(Stored data entries)
[Start of Attachment]

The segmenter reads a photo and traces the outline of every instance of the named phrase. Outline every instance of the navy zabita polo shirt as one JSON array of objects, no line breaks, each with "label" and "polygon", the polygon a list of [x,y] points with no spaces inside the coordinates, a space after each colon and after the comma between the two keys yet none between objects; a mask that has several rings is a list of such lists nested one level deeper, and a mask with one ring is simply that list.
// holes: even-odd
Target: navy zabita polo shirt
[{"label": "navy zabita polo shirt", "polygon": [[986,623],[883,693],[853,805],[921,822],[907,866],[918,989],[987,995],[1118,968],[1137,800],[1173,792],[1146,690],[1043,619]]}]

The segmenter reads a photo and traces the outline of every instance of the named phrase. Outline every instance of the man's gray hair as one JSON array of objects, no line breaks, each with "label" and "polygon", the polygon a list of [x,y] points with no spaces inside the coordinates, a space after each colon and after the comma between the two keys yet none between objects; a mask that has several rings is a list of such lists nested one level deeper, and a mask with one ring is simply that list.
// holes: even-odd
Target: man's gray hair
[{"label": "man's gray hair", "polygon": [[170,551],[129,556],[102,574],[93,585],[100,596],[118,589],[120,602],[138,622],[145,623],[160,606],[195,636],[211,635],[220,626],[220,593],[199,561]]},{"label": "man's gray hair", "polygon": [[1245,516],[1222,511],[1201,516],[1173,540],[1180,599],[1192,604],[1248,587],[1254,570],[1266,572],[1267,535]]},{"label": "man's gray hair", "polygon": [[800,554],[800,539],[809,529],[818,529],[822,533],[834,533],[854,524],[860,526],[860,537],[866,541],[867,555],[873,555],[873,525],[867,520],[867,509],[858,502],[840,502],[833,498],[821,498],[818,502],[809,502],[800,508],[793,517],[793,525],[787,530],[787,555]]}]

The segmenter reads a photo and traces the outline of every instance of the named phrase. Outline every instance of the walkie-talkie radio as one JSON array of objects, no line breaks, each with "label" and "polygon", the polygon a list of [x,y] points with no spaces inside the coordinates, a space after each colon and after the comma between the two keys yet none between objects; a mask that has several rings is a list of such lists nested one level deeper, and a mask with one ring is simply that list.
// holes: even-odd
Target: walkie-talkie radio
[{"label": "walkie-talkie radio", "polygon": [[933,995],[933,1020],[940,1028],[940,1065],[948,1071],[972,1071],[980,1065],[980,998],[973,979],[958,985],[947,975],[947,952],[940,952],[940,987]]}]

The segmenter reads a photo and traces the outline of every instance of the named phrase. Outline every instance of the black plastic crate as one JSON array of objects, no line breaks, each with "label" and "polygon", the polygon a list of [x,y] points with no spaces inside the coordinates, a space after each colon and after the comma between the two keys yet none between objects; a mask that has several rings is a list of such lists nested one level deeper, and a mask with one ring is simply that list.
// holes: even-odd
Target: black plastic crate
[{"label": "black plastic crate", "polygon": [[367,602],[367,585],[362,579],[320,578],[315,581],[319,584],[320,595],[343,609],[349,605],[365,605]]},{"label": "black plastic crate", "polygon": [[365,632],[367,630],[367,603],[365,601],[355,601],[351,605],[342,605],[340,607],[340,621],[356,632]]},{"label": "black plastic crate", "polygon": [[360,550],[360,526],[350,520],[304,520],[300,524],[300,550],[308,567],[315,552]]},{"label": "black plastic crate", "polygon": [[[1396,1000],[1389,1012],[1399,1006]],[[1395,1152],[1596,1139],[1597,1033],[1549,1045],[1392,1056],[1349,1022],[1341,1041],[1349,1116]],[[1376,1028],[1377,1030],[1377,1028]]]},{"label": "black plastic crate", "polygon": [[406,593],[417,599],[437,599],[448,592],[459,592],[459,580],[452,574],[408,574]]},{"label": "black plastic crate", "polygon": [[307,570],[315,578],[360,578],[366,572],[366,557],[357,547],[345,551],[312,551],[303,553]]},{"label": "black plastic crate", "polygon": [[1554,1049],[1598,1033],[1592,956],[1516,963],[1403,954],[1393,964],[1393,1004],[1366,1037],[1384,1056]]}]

[End of Attachment]

Task prompt: Restating the data word for word is the whole task.

Result:
The segmenter reads a photo and traces the outline of every instance of the named phrase. Outline every instance of the navy zabita polo shirt as one JSON array of objects, no line breaks, each with "label" and "polygon", the polygon a list of [x,y] points with no spaces inside the coordinates, a space after each colon and after the comma between the two keys yet none between objects; a mask that has several rings is a list of such lists nested one level deeper, and a mask with one ring is simply that list.
// holes: even-odd
Target: navy zabita polo shirt
[{"label": "navy zabita polo shirt", "polygon": [[986,623],[883,693],[853,805],[921,822],[907,866],[918,989],[987,995],[1118,968],[1137,800],[1173,792],[1146,690],[1043,619]]}]

The segmenter reads a photo and traces the outline of every instance of the named phrase. Outline every instance of the man's gray hair as one JSON array of objects, no line breaks, each with "label" and "polygon", the polygon a list of [x,y] points with no spaces inside the coordinates, a space after each colon and after the comma between the two keys yet none between objects; a mask that has several rings is a list of such lists nested one level deeper, and a mask with one ring is simply that list.
// holes: even-odd
Target: man's gray hair
[{"label": "man's gray hair", "polygon": [[170,551],[129,556],[102,574],[93,585],[100,596],[118,589],[120,602],[138,622],[145,623],[160,606],[195,636],[211,635],[220,626],[220,593],[199,561]]},{"label": "man's gray hair", "polygon": [[1245,516],[1222,511],[1201,516],[1173,540],[1180,599],[1192,604],[1248,587],[1254,570],[1266,572],[1267,535]]},{"label": "man's gray hair", "polygon": [[800,554],[800,539],[809,529],[818,529],[822,533],[834,533],[854,524],[860,526],[860,537],[866,541],[867,555],[873,555],[873,525],[867,520],[867,509],[858,502],[840,502],[833,498],[821,498],[818,502],[809,502],[800,508],[793,517],[793,525],[787,530],[787,555]]}]

The segmenter reads a photo and traces the outline of every instance of the named phrase. Outline every instance of the walkie-talkie radio as one JSON array of objects, no line breaks, each with "label" and "polygon", the polygon a list of [x,y] points with no spaces inside the coordinates, a space after each colon and after the comma between the two keys yet none between objects; a mask that has several rings is a list of such lists nested one level deeper, and a mask with one ring is simply that list.
// holes: even-odd
Target: walkie-talkie radio
[{"label": "walkie-talkie radio", "polygon": [[933,995],[933,1020],[940,1028],[940,1065],[948,1071],[972,1071],[980,1065],[980,998],[973,979],[958,985],[947,975],[947,952],[940,952],[940,987]]}]

The segmenter reads a photo and traces the outline of every instance of the named phrase. Outline every instance of the black plastic crate as one JSON array of objects, no line breaks, each with "label" and "polygon", the polygon a list of [x,y] points with no spaces inside the coordinates, a space after each colon and after the comma between the two keys yet none between objects; a mask that has several rings is a list of such lists nested one level deeper, and a mask with one ring is simply that list.
// holes: even-odd
Target: black plastic crate
[{"label": "black plastic crate", "polygon": [[367,602],[367,585],[362,579],[320,578],[315,581],[319,584],[320,595],[343,609],[349,605],[365,605]]},{"label": "black plastic crate", "polygon": [[365,632],[367,630],[367,603],[365,601],[355,601],[351,605],[342,605],[340,607],[340,621],[356,632]]},{"label": "black plastic crate", "polygon": [[360,550],[360,526],[350,520],[304,520],[300,524],[300,550],[308,567],[315,552]]},{"label": "black plastic crate", "polygon": [[[1396,1000],[1389,1012],[1399,1006]],[[1395,1152],[1596,1139],[1597,1033],[1549,1045],[1392,1056],[1349,1022],[1341,1041],[1349,1116]],[[1376,1028],[1377,1030],[1377,1028]]]},{"label": "black plastic crate", "polygon": [[406,593],[417,599],[437,599],[448,592],[459,592],[459,580],[452,574],[408,574]]},{"label": "black plastic crate", "polygon": [[307,570],[315,578],[360,578],[366,572],[366,557],[357,547],[345,551],[312,551],[303,553]]},{"label": "black plastic crate", "polygon": [[1554,1049],[1598,1033],[1592,956],[1516,963],[1403,954],[1393,964],[1393,1004],[1366,1037],[1384,1056]]}]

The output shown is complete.